■ **Instructions to follow**: Please set down everything in the records below, word for word, from the line containing "In this exercise you will mark every instance of the tall" down to the line containing "In this exercise you will mark every instance of the cypress", including both of those lines.

■ **Input material**:
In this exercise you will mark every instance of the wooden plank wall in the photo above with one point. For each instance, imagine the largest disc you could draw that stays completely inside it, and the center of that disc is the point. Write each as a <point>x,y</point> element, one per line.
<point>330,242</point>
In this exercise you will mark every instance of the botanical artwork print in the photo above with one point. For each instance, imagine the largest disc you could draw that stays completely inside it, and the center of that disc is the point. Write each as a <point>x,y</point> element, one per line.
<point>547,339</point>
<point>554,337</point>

---

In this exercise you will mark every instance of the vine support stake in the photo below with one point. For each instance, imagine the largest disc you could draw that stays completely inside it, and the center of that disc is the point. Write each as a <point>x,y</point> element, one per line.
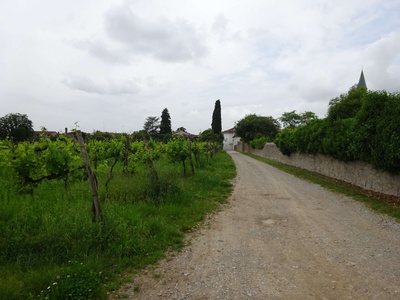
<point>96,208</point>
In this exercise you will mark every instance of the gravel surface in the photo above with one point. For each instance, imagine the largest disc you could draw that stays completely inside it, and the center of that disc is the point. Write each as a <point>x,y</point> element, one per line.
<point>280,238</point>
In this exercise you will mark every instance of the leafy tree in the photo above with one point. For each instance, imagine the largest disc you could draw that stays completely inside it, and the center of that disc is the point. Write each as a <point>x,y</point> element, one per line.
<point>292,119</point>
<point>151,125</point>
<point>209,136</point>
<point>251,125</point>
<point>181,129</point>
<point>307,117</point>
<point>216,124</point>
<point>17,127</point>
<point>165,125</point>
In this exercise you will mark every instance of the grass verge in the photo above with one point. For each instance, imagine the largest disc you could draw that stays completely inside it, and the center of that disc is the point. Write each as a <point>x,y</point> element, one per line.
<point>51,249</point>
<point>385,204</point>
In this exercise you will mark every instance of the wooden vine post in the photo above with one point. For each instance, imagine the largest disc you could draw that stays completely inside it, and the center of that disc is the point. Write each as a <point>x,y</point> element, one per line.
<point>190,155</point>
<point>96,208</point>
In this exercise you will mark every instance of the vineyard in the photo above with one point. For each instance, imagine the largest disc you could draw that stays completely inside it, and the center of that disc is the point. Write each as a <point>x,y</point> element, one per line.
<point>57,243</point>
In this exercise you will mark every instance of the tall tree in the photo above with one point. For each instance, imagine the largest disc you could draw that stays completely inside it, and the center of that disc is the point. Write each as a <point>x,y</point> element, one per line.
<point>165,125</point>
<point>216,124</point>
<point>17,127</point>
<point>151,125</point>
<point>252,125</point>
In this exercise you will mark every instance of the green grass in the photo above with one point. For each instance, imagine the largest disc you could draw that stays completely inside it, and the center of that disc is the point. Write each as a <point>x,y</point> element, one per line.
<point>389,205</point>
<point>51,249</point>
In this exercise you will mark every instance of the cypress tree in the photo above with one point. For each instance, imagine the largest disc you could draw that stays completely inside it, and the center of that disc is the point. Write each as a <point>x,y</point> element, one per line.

---

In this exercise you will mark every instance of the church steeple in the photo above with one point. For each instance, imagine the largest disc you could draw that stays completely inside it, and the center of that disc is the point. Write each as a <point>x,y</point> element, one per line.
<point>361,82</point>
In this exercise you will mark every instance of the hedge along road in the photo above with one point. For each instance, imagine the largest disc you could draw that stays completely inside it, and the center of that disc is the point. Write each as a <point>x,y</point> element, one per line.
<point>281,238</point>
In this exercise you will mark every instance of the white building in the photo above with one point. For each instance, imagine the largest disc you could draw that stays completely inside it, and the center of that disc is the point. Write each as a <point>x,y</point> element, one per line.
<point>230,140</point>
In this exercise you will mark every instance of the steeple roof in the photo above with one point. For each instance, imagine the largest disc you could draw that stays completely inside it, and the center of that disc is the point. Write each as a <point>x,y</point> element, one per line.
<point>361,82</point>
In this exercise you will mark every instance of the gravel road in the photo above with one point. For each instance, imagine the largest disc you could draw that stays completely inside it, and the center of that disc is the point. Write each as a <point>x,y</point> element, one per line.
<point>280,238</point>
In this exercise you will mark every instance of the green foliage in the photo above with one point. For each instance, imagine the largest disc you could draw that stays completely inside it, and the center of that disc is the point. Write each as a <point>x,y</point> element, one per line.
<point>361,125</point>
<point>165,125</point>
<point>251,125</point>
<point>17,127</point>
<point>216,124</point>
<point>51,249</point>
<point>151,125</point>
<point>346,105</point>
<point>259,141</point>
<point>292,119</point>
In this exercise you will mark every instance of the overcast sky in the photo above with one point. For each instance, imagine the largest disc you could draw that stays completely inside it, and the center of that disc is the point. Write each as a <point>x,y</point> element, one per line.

■ **Task result**:
In this exercise you will mark every instance of the tall tree in the photo above with one point. For each instance, imagine the largest disc you could draw that stays completely inside it, and the center of that disc is the point. Write each as a <point>x,y</point> element, one per line.
<point>165,125</point>
<point>216,124</point>
<point>17,127</point>
<point>151,125</point>
<point>252,125</point>
In this exercise you will mark every instance of the green grass in the photo above with one point. For each instance, imagine the largest disc you could draw that stays completely inside it, and the center of that disc is the point. Write each as a <point>x,y</point> element, one per line.
<point>389,205</point>
<point>51,249</point>
In this exercise you will mark every instance of the cypress tree in the photo above with one point. For each instance, imagine the largest disc you could draw that stays completely inside it, and the center of that disc is the point. Write each as a <point>x,y</point> element, one per line.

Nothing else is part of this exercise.